READING TEXT start

However, there are country-specific deviations in which the use of surge protection is generally obligatory, making a risk assessment unnecessary.
2.3 Basic protective measures and equipment
In order to ensure the total protection of a physical structure from the effects of lightning strikes and surge voltages, various protective measures or equipment that are tailored to
one another are required. A broad classification is shown below:
- External lightning protection
- Internal lightning protection
- Grounding and equipotential bonding
- Coordinated SPD system
2.3.1 External lightning protection
External lightning protection (Fig. 15) aims to divert strikes which come near to the object to be protected and to transmit the lightning current from the point where it hits to ground. Dangerous spark formation must be prevented. Damage due to thermal, magnetic or electrical effects must be prevented as well through proper design and dimensioning. External lightning protection is a system that consists of the air terminal, the arresters, and the grounding system.

READING TEXT end
AVAILABLE RECORDS start

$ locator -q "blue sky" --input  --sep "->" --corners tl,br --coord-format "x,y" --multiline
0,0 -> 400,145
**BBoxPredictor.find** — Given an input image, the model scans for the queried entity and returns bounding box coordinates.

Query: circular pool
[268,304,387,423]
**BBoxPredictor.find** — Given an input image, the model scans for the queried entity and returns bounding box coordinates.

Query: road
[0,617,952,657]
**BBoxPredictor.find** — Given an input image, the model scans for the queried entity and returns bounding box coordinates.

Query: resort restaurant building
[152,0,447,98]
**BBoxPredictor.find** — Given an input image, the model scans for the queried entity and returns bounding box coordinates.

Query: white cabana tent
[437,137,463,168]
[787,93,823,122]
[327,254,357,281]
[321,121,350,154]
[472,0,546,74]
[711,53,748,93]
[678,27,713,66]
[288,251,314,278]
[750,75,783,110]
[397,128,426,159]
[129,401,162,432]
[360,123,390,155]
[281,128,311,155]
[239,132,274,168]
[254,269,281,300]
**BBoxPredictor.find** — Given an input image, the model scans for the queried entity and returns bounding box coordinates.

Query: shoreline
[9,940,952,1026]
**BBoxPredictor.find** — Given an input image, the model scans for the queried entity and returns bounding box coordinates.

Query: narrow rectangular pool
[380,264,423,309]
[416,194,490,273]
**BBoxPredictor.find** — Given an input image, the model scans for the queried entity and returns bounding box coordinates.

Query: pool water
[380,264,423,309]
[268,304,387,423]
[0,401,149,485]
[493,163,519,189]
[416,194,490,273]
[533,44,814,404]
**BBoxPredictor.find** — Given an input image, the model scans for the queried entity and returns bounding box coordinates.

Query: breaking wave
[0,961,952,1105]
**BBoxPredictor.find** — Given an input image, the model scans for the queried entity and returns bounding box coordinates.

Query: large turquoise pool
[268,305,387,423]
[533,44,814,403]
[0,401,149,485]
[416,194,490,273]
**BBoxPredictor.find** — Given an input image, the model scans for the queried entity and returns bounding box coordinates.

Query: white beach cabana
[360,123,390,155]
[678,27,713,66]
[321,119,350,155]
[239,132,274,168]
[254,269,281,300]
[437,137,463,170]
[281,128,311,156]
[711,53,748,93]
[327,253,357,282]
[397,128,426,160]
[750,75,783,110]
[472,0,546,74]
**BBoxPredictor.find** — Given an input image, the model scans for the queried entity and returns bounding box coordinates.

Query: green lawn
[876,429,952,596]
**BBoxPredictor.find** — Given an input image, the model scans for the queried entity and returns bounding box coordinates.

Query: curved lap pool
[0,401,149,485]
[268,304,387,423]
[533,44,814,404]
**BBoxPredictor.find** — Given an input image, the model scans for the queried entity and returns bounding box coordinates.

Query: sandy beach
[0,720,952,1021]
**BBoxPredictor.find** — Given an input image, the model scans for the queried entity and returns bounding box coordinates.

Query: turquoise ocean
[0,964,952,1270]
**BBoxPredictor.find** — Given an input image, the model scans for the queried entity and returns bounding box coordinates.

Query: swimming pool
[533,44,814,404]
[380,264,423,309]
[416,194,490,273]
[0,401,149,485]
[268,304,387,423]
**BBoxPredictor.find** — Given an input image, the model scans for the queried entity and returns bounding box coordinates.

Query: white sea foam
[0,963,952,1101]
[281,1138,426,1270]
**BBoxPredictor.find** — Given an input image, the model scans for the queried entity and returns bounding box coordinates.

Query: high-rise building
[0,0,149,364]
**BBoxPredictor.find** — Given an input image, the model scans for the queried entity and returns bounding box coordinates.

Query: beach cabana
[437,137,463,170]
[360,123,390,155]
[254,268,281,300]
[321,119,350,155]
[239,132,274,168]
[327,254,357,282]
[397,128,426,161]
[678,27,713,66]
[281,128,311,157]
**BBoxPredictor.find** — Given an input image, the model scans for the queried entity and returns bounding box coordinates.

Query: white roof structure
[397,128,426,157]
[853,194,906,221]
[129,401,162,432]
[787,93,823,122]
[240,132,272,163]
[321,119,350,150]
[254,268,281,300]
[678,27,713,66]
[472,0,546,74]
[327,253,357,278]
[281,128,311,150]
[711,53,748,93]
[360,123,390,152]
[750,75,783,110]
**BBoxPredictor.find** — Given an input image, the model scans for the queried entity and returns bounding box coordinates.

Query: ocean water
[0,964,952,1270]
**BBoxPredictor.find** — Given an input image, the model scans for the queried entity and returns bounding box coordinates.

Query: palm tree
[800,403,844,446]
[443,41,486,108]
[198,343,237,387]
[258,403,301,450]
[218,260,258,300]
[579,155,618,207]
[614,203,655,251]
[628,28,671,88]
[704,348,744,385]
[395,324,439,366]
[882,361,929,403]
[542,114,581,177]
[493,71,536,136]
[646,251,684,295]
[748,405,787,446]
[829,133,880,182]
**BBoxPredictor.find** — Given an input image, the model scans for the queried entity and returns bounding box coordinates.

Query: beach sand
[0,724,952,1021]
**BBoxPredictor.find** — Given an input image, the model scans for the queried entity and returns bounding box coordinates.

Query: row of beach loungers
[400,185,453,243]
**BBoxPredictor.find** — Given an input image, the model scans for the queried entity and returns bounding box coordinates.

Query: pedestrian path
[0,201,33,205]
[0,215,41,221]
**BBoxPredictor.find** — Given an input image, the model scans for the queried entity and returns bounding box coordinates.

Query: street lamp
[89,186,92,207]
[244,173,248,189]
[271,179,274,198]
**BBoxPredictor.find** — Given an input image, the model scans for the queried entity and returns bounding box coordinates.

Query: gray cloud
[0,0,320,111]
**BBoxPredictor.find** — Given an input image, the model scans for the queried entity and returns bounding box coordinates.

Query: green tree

AVAILABLE RECORDS end
AVAILABLE RECORDS start

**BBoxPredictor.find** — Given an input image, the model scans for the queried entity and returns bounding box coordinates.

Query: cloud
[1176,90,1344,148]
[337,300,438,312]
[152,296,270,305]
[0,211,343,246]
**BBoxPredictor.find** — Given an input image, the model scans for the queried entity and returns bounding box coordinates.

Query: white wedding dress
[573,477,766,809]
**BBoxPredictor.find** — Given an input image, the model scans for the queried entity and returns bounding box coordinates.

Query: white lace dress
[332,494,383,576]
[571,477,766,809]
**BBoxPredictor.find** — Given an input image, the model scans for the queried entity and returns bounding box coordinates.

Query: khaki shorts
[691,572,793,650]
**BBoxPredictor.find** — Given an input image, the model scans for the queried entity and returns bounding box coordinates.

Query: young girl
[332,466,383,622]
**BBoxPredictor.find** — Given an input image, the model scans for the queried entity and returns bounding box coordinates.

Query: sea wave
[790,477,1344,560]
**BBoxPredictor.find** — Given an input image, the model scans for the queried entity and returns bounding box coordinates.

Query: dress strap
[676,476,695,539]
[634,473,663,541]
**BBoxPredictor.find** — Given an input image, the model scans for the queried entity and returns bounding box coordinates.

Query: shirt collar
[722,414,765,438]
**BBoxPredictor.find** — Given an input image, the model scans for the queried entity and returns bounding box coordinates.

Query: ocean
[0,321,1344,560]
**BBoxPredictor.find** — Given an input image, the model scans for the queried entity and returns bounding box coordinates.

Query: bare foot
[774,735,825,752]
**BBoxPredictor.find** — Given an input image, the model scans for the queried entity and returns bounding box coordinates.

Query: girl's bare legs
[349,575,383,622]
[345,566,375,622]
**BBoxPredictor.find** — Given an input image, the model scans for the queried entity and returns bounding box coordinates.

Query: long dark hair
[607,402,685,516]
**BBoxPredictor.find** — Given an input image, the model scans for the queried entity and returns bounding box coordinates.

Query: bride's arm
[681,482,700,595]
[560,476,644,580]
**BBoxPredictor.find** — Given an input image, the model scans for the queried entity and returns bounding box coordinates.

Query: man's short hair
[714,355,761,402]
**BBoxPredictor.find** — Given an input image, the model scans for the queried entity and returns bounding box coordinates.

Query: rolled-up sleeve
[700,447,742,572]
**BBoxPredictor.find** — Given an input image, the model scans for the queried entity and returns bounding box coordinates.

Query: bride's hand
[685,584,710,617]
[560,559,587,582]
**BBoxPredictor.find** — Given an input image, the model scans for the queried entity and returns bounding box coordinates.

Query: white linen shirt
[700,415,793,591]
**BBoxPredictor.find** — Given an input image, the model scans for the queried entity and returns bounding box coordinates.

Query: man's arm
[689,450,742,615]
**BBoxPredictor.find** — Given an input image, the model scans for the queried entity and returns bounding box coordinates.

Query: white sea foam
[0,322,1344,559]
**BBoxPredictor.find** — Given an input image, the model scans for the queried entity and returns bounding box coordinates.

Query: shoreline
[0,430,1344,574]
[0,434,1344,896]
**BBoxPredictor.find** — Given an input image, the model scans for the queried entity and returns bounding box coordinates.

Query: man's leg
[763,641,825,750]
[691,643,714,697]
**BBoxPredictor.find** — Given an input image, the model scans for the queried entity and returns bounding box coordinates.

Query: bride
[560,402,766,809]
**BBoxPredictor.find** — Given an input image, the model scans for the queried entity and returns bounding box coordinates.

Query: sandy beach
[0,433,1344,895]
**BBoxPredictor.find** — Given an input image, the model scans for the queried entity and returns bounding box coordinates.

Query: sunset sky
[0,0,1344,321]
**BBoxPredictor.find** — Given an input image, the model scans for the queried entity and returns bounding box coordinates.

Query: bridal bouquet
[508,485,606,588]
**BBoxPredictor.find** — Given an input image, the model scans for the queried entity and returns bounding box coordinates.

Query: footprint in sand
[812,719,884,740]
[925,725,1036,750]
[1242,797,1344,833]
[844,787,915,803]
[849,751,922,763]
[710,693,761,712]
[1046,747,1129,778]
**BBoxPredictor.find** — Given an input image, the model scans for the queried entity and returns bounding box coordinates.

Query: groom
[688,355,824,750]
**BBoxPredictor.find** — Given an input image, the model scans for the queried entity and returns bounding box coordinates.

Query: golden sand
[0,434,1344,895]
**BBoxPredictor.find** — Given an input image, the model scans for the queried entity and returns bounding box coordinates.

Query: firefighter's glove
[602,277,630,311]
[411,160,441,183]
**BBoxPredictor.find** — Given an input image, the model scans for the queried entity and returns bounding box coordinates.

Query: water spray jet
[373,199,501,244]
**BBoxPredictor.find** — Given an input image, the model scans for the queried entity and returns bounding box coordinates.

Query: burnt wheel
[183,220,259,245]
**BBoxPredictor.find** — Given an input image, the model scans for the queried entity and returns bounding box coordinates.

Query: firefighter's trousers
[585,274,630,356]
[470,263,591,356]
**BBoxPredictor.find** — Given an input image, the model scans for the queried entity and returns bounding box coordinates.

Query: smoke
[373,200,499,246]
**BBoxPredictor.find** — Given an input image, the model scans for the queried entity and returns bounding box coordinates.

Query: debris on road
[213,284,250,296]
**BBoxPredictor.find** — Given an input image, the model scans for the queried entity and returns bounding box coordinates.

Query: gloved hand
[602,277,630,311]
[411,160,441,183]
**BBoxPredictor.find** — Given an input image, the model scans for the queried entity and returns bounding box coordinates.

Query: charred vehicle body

AVAILABLE RECORDS end

:: WORK INSTRUCTIONS ::
a: Answer these questions from the lightning protection text, one line each:
(i) Under the country-specific deviations, why is a risk assessment unnecessary?
(ii) Which item comes right after "Grounding and equipotential bonding" in the broad classification?
(iii) What three parts make up an external lightning protection system?
b: Set out everything in the records from the line containing "--corners tl,br --coord-format" down to the line containing "[152,0,447,98]" as a numbered list, leaving out blank lines.

:: THE REPLIES ::
a:
(i) In those countries, the use of surge protection is generally obligatory.
(ii) Coordinated SPD system.
(iii) The air terminal, the arresters, and the grounding system.

b:
1. $ locator -q "blue sky" --input  --sep "->" --corners tl,br --coord-format "x,y" --multiline
2. 0,0 -> 400,145
3. **BBoxPredictor.find** — Given an input image, the model scans for the queried entity and returns bounding box coordinates.
4. Query: circular pool
5. [268,304,387,423]
6. **BBoxPredictor.find** — Given an input image, the model scans for the queried entity and returns bounding box coordinates.
7. Query: road
8. [0,617,952,657]
9. **BBoxPredictor.find** — Given an input image, the model scans for the queried entity and returns bounding box coordinates.
10. Query: resort restaurant building
11. [152,0,447,98]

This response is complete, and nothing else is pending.